## Directions
For the string "Target", search the entries below and copy every line where it appears.
(Material shown)
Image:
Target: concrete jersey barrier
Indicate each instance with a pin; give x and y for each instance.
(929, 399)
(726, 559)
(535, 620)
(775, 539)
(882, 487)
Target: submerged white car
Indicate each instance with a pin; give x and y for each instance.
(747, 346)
(End Material shown)
(Material shown)
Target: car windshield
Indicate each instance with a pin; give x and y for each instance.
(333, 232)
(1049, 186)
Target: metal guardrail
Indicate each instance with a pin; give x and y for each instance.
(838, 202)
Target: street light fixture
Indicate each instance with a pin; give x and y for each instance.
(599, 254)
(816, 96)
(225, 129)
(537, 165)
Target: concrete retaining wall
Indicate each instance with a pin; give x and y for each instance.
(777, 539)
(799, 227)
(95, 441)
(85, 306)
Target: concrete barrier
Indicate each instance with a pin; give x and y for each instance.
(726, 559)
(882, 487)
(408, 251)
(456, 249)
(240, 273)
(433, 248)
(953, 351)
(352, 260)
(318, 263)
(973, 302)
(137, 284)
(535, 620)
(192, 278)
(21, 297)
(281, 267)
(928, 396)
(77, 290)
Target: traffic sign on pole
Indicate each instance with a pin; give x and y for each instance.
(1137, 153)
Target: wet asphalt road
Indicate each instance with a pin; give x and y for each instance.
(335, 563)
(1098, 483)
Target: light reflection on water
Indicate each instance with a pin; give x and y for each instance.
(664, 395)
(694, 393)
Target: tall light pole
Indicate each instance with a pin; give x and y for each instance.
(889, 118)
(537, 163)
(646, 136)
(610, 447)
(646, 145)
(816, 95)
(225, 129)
(End Material shown)
## Solution for this exercise
Target: concrete jersey barrier
Target: submerged white car
Target: car windshield
Target: metal guardrail
Target: street light fixture
Target: concrete retaining wall
Target: concrete barrier
Target: traffic sign on pole
Target: wet asphalt road
Target: light reflection on water
Target: tall light pole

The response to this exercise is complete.